** Passage for review **
----

For a society that professes to celebrate women, disturbing realities remain.
A new national survey concluded that one in 16 U.S. women say their first sexual experience was forced or coerced intercourse in their early teens.
The experiences of 3.3 million women between ages 18 and 44 amount to rape, according to the authors of the study published in the medical journal JAMA Internal Medicine.
And too often, violence against women goes beyond rape — resulting in death. South Carolina continues to have a real problem with men killing women.
The state ranked fifth in the nation in the rate of women murdered by men, with a rate of 2.01 per 100,000, according to the new Violence Policy Center study titled “When Men Murder Women: An Analysis of 2017 Homicide Data.”
South Carolina tied for fifth with Tennessee, and has ranked in the top 10 states for the rate of women murdered by men every year since the VPC began tracking this issue in 1998.
Disturbingly, the problem has grown worse.
From 1996 to 2017, the rate of women murdered by men in single-victim/single-offender incidents dropped from 1.57 per 100,000 women in 1996 to 1.29 per 100,000 women in 2017, a decrease of 18%. Since reaching its low of 1.08 in 2014, the rate has increased in each of the last three years, with 2017’s rate of 1.29 up 19% since 2014.
The new study uses 2017 data, the most recent year for which information is available. It covers homicides involving one female murder victim and one male offender, and uses data from the FBI’s Supplementary Homicide Report.
And as with rape, too often a woman is victimized by a man who professes to be closest to her.

----

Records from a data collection

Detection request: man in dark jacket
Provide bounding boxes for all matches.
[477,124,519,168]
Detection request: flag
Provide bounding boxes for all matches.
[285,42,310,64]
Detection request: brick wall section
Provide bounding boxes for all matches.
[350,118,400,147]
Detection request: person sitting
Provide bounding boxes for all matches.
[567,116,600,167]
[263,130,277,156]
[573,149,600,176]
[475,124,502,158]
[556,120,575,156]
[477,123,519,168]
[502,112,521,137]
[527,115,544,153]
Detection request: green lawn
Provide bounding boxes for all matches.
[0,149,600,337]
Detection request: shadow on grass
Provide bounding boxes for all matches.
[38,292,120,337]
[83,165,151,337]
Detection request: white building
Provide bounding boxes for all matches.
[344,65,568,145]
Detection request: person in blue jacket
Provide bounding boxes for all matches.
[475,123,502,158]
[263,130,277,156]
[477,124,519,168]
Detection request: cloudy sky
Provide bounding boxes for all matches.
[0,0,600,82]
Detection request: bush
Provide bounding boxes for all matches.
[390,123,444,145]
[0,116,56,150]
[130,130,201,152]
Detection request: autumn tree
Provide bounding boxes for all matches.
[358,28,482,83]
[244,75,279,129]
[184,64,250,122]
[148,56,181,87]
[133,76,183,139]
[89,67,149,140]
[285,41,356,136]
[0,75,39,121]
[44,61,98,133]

----

** Your tasks **
A) According to the text on violence against women, why does the new Violence Policy Center study rely on 2017 data?
B) Pick up the text on violence against women after its last sentence and carry it forward.

** Answer set **
A) The study uses 2017 data because it is the most recent year for which information is available.

B)
The study found that nationwide, 92% of women killed by men were murdered by someone they knew and that the most common weapon used was a gun.
VPC Legislative Director Kristen Rand states, “Women are most likely to be murdered with a gun wielded not by a stranger but by someone they know. In many instances the murderer is an intimate partner of the victim. It is important to know these facts in order to identify effective strategies to prevent homicides against women."
Each year the VPC releases the report in advance of Domestic Violence Awareness Month in October. This year, its release comes following the February 2019 expiration of the federal Violence Against Women Act.
A bill to reauthorize VAWA, which provides vital resources to combat violence and assistance to victims, has passed the U.S. House and is awaiting action in the Senate — which should move expeditiously to reauthorize it.
As Rand states: "One critical step is for the U.S. Senate to follow the lead of the House of Representatives and pass legislation to reauthorize the Violence Against Women Act.”